>> start

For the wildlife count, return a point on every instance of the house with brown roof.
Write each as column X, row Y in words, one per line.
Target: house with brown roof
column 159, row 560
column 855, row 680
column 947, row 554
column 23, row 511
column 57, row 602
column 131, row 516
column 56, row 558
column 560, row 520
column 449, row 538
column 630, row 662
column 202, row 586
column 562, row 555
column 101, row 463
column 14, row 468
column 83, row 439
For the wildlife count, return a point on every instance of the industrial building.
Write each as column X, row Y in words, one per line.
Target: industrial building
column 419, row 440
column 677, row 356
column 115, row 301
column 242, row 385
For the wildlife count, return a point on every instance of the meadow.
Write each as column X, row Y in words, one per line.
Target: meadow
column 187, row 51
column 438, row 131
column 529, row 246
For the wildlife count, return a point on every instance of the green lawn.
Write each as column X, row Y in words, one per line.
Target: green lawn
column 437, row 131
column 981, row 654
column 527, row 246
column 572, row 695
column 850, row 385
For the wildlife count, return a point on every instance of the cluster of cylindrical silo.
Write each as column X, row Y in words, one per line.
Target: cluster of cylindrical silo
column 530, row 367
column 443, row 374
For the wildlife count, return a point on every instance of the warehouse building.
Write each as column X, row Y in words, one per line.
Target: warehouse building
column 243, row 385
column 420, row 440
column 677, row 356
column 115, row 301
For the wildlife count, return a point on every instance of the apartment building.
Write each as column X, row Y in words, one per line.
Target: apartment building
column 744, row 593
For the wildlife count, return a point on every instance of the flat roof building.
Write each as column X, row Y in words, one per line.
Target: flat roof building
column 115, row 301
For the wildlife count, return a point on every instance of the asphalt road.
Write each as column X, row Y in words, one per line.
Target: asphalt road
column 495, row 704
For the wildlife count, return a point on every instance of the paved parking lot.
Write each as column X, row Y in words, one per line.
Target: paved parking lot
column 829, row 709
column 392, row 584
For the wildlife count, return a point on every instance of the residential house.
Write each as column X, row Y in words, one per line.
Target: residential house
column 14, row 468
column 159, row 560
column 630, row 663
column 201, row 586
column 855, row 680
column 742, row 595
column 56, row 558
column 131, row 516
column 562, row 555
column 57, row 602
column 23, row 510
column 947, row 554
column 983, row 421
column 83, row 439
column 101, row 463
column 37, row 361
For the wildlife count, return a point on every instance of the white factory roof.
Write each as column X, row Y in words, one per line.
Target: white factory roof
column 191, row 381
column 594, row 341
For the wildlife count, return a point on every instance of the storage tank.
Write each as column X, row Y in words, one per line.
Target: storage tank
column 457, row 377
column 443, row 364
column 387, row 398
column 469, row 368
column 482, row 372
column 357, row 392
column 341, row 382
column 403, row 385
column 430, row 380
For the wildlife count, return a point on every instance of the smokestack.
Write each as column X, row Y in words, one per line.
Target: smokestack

>> end

Problem description
Reproduce every one of the items above, substituting "land survey" for each occurrence of "wildlife count" and leaving everything else unchanged.

Worked solution
For the land survey, return a point on every instance of the house with brown roof.
Write each as column X, row Y in words, one per line.
Target: house with brown roof
column 159, row 560
column 855, row 680
column 947, row 554
column 23, row 511
column 57, row 602
column 131, row 516
column 56, row 558
column 560, row 520
column 449, row 538
column 630, row 662
column 202, row 586
column 562, row 555
column 101, row 463
column 14, row 468
column 83, row 439
For the land survey, return a point on every instance of the industrial building.
Write each as column X, row Y in words, one per line.
Target: industrial building
column 419, row 440
column 677, row 356
column 115, row 301
column 242, row 385
For the land survey, return a point on every instance of the meadow.
Write each as column X, row Y in words, one per line.
Target: meadow
column 187, row 51
column 438, row 131
column 529, row 246
For the land survey, return a point on every instance of the green lawn.
Write each as column X, row Y in words, one per line.
Target: green lawn
column 437, row 131
column 981, row 654
column 527, row 246
column 572, row 695
column 850, row 385
For the land survey, return a point on every instance of the cluster of cylindrical silo.
Write each as column X, row Y in words, one per line.
Target: cluster of cylindrical silo
column 530, row 367
column 443, row 374
For the land survey, return a point on every instance of the warehouse building.
Write each as column X, row Y in words, one per line.
Target: warehouse building
column 243, row 385
column 420, row 440
column 677, row 356
column 115, row 301
For the land survey, return a point on every instance of the apartment building.
Write each as column X, row Y in words, one per line.
Target: apartment building
column 744, row 593
For the land survey, return a point on every instance of the flat roof building.
Write each as column X, row Y in words, one per line.
Target: flat roof building
column 115, row 301
For the land survey, return a point on every instance of the asphalt road.
Write each as column X, row Y in words, one per line.
Target: asphalt road
column 495, row 704
For the land survey, return a point on every instance of the paved parking lot.
Write each as column X, row Y in words, one per line.
Target: paved parking lot
column 829, row 709
column 392, row 584
For the land survey, return a point on every instance of the residential house.
Write each as column X, row Y in words, one per line.
Target: residential house
column 14, row 468
column 159, row 560
column 630, row 663
column 201, row 586
column 855, row 680
column 742, row 595
column 56, row 558
column 131, row 516
column 562, row 555
column 57, row 602
column 23, row 510
column 947, row 554
column 983, row 421
column 83, row 439
column 101, row 463
column 37, row 361
For the land survey, return a point on every instance of the white factory roof.
Write each as column X, row Y in words, one per line.
Target: white factory roof
column 191, row 381
column 594, row 341
For the land survey, return a point on every instance of the storage tank.
Write each as column X, row Y in words, one per line.
Target: storage tank
column 457, row 377
column 443, row 364
column 387, row 398
column 469, row 368
column 482, row 372
column 357, row 392
column 341, row 382
column 403, row 385
column 430, row 380
For the land survey, return a point on every instance of the smokestack.
Write each as column X, row Y in words, one per line.
Target: smokestack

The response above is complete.